◆ **WHAT TO WORK ON**
Please count the lines in the records below that contain the string "cloud", treating uppercase and lowercase as different, and reply with the number alone.

◆ **RECORDS FOR THE TASK**
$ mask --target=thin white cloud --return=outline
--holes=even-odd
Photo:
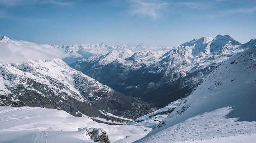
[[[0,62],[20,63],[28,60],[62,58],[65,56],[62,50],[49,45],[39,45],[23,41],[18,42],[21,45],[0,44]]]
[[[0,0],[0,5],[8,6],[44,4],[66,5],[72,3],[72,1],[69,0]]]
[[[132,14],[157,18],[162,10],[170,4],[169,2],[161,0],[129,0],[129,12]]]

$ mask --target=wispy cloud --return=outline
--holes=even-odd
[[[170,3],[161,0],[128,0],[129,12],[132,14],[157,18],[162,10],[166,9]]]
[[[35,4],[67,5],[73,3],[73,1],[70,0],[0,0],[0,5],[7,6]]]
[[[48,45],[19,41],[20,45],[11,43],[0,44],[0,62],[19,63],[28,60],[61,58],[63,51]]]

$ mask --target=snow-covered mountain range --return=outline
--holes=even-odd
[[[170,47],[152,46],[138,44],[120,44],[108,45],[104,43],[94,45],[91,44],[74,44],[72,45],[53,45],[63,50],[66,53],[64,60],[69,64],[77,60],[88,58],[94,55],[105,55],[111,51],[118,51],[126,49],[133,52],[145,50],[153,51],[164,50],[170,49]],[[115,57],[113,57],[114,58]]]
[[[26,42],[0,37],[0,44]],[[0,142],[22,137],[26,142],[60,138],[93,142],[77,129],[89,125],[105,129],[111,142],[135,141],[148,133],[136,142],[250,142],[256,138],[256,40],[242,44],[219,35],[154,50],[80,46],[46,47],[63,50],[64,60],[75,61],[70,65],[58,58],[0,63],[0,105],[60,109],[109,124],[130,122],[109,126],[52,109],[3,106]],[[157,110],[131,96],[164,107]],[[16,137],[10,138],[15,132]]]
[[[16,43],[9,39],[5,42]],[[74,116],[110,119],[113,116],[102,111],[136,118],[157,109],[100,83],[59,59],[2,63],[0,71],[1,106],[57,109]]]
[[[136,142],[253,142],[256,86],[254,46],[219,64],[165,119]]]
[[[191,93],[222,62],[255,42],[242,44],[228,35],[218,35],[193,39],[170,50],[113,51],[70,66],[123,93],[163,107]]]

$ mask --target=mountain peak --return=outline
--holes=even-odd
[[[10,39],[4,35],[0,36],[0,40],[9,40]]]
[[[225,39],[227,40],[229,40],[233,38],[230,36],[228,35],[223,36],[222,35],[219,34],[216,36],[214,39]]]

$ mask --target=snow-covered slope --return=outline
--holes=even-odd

==

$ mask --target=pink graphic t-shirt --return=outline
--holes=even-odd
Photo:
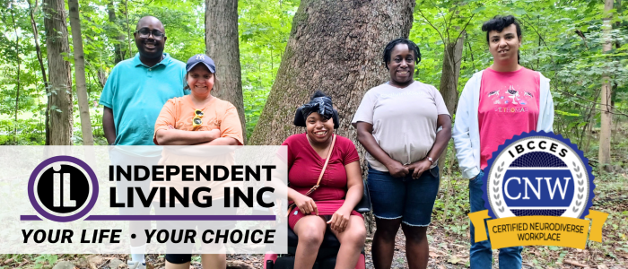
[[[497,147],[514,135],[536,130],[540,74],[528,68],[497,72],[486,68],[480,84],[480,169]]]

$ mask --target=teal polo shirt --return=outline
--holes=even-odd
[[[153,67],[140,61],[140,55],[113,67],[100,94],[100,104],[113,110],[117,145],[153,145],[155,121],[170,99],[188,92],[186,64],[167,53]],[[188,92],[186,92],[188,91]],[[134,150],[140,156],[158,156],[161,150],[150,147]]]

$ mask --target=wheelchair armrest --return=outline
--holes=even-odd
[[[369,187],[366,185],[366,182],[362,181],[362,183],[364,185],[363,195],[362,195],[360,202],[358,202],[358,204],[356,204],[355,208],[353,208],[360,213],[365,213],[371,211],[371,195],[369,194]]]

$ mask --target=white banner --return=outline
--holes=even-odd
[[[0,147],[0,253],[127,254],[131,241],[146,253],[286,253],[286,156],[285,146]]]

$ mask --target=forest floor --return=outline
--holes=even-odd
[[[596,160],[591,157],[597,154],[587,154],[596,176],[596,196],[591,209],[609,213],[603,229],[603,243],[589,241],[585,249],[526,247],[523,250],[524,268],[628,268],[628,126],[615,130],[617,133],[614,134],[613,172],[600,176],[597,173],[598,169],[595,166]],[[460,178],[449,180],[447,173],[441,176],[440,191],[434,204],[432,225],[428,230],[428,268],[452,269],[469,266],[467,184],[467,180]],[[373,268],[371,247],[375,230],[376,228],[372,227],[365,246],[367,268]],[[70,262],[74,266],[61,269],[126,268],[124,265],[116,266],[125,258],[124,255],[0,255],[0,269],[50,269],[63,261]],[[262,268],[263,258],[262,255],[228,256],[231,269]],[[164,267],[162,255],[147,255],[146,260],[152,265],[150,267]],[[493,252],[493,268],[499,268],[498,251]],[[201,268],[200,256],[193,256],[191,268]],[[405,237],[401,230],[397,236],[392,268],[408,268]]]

* * *

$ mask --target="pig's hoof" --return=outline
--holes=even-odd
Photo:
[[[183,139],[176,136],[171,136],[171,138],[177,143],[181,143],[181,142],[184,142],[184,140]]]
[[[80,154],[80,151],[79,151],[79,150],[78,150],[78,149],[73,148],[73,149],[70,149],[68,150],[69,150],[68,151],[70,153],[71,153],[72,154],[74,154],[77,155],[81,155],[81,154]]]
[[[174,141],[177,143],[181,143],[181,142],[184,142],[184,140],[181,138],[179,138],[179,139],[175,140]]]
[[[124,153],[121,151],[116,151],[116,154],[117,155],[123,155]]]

◆ **THE OUTPUT**
2